## WHAT YOU SHOULD DO:
Return every line of the material below verbatim, keeping the original line order, and omit the pictures from your output.

[Stored dataset items]
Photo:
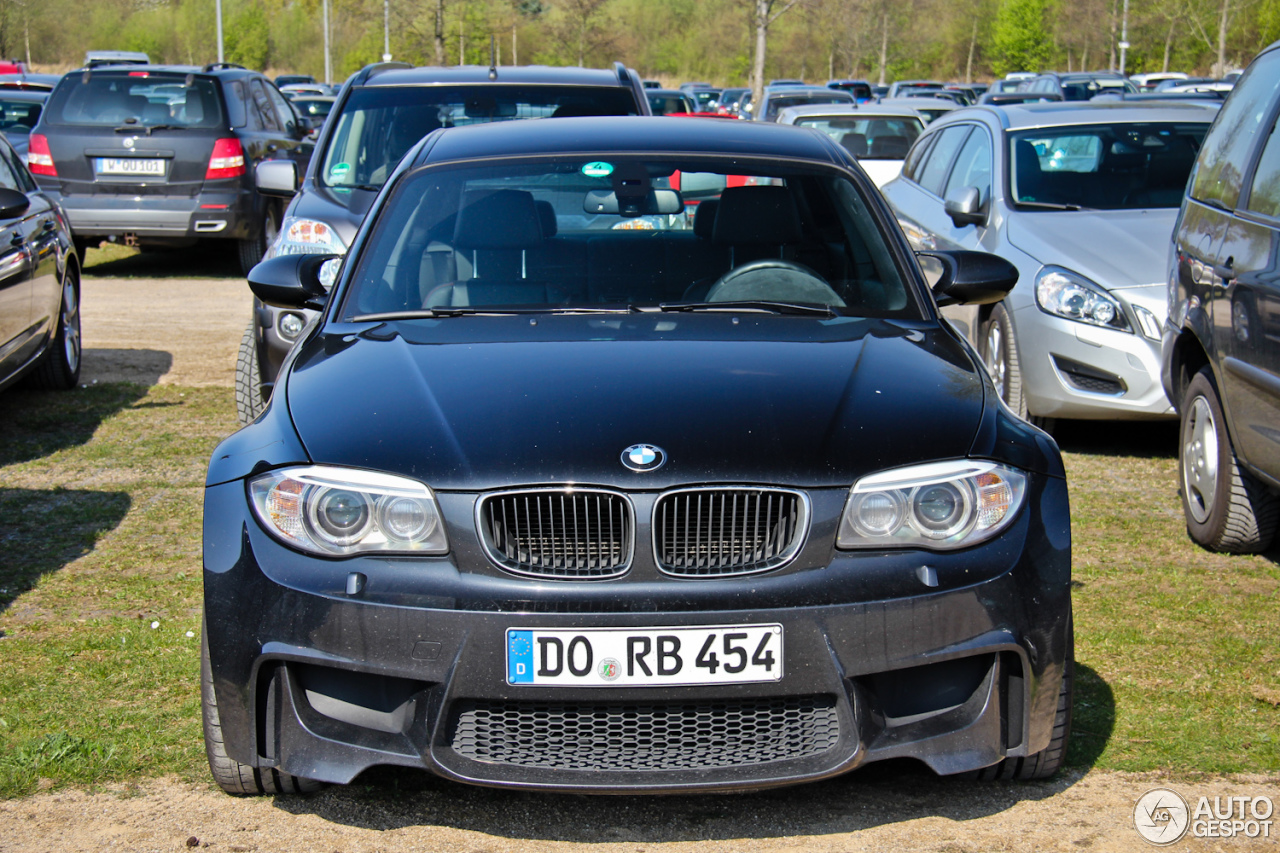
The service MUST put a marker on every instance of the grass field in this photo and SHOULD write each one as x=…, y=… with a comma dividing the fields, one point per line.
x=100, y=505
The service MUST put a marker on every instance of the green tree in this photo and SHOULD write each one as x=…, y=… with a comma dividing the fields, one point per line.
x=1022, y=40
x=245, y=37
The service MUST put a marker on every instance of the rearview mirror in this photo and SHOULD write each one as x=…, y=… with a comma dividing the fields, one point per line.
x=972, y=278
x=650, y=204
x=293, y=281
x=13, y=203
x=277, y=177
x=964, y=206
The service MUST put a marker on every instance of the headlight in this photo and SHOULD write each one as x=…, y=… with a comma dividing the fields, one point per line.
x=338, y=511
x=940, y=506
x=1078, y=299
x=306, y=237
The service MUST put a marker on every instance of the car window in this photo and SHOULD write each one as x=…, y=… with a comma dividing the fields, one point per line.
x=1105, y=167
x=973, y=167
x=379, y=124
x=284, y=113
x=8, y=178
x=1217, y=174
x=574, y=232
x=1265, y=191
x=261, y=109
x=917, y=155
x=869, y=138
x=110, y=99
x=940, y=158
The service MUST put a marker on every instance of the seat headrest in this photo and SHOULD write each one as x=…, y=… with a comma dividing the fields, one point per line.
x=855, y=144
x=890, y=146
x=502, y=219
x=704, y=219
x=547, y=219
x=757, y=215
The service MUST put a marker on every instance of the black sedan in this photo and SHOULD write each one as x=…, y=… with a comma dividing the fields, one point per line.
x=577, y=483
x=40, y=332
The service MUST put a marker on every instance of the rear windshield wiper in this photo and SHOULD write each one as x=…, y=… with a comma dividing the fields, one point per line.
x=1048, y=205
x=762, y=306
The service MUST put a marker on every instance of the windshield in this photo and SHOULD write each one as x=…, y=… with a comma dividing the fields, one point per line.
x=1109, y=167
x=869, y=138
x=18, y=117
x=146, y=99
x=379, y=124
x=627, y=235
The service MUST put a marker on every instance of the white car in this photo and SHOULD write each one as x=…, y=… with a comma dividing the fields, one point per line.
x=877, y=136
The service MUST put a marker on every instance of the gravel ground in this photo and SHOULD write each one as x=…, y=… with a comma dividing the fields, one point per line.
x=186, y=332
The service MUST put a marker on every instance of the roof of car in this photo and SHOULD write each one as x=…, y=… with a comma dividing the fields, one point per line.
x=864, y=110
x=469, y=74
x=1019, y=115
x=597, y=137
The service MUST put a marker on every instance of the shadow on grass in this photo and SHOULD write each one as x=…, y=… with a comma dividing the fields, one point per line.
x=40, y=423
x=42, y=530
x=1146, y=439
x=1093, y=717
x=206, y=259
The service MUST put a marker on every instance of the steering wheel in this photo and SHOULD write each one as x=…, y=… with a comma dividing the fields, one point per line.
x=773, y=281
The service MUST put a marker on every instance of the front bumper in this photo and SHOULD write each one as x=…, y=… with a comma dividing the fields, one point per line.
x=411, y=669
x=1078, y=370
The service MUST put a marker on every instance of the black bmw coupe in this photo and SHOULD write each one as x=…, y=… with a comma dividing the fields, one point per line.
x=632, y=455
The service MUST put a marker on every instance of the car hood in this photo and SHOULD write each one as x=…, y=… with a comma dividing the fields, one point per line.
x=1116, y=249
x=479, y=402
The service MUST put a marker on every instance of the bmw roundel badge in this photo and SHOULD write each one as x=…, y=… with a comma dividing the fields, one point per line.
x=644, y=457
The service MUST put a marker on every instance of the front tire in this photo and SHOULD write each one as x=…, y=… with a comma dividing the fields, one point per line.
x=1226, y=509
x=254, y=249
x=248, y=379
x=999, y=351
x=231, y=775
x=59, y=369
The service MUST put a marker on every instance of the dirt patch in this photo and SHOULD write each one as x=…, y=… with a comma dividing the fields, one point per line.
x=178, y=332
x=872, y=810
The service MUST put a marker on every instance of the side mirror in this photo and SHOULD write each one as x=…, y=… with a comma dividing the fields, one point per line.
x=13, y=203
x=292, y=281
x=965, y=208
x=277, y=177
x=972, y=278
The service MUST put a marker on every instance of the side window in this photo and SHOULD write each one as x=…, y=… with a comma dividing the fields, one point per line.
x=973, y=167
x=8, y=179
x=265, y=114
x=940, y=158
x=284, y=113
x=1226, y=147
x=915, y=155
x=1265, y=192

## WRITTEN RESPONSE:
Photo:
The service MUST put a marker on every instance of the grass field in this photo and SHOULD write each one as x=…, y=… with a comma dividing the fields, one point per line.
x=100, y=505
The service MUST put a marker on every instance of the green tree in this photo and SHOULD write each one as x=…, y=… with a comma dividing the fields, one point per line.
x=1022, y=40
x=245, y=37
The service MUST put a marker on every instance of the rearview mirror in this photo and SHOULD write each one as x=…, y=… with a comma dividing the fields, one point per line.
x=972, y=278
x=650, y=204
x=293, y=281
x=13, y=203
x=277, y=177
x=964, y=206
The service MUST put a marker on every instance of the headlight in this photo and SHOULD write each one as x=…, y=… with a comma dividing the fields, one point per line.
x=338, y=511
x=940, y=506
x=1078, y=299
x=306, y=237
The service MUST put a marker on every instance of the car window in this photo and SHOULD write each one as x=…, y=… with a comma dividing the fields, one point per line.
x=1105, y=167
x=973, y=167
x=379, y=124
x=284, y=113
x=8, y=178
x=1217, y=174
x=574, y=232
x=1265, y=191
x=261, y=109
x=917, y=155
x=869, y=138
x=110, y=99
x=940, y=158
The service MUST put a marker on every instance of the seat headrest in this photo and SHOULD write each one as x=…, y=… with a comma dividing the fields, one point per line.
x=855, y=144
x=890, y=146
x=502, y=219
x=704, y=219
x=547, y=219
x=757, y=215
The service MUST put a marker on every instance of the black sedan in this photo and SHOULD write each one as x=…, y=… with a comma dividing the fields, one point per line.
x=577, y=483
x=40, y=332
The service MUST put a marker on every instance of the rear windshield wiper in this photo and SHOULD write each one as x=…, y=… with a comma dividing the fields, one point per line.
x=1048, y=205
x=762, y=306
The service MUST put a marker on every instance of the windshield in this photo and SHOULD write each one as x=…, y=… with a comma dividing the fields, one point per line.
x=1109, y=167
x=869, y=138
x=18, y=117
x=146, y=99
x=379, y=124
x=627, y=235
The service MUST put a marker on every instance of the white car in this photo and SHOULD write each one as x=…, y=… with a comma dividing the fields, one point per line.
x=877, y=136
The service MUST put a marker on every instance of the gravel ground in this photo and SHOULD write each one as x=…, y=… with a comma dividing the fields, one point per line.
x=186, y=332
The service MUST put a marker on every instance of the roof of car in this photo and SHOULD write each one as x=…, y=… with a comma dividing the fields, one point per line.
x=864, y=110
x=469, y=74
x=1019, y=115
x=597, y=137
The service MUST put a marker on every instance of the shadow on grass in this photo and SHOULD write each one as x=…, y=… with a comma dividing the fields, one point per line.
x=40, y=423
x=42, y=530
x=1146, y=439
x=1093, y=717
x=206, y=259
The service MUST put a marker on every instance of the steering wheel in this photo and SHOULD write each one as x=…, y=… with a comma dividing the fields, one point per line.
x=773, y=281
The service MUST put a marker on every instance of the front bumper in this photo and SHOULD write each one as x=…, y=… with a comma dividing the fields, one point per line.
x=411, y=669
x=1078, y=370
The service MUST put a marker on every instance of the black bmw coupe in this photo and SHOULD write each one as x=…, y=… with a comma dividing the fields, one point per line.
x=632, y=455
The service MUST put a marker on every instance of the car hood in this photo and SHOULD write each one as x=…, y=… with a comma dividing the fields, one point per line.
x=1116, y=249
x=479, y=402
The service MUST put a marker on every instance of the bmw roundel badge in this photo and SHOULD write each one as x=…, y=… with a comma dividing the fields, one point per line.
x=644, y=457
The service MUST put a marker on every instance of the front tire in this photo and SHOULD write each one as x=…, y=… with a comma dividing the fields, one point per line.
x=1226, y=509
x=254, y=249
x=248, y=379
x=999, y=351
x=231, y=775
x=59, y=369
The service MUST put a marker on every instance of the dirt patch in this photo and SHOULD write each one as x=…, y=… with a comma dividing the fields, one point per line.
x=178, y=332
x=872, y=810
The service MUST put a marker on every instance of the side mirror in this photo and SHOULD write each one as x=…, y=… with a comma dividing the fields, one point per line.
x=13, y=203
x=292, y=281
x=965, y=208
x=277, y=177
x=972, y=278
The service MUST put a marker on every instance of the side window in this photo and SHOULD write each one as x=…, y=… with a comma dividing the fields, one point per line.
x=973, y=167
x=8, y=179
x=265, y=114
x=940, y=158
x=284, y=113
x=1226, y=147
x=915, y=155
x=1265, y=192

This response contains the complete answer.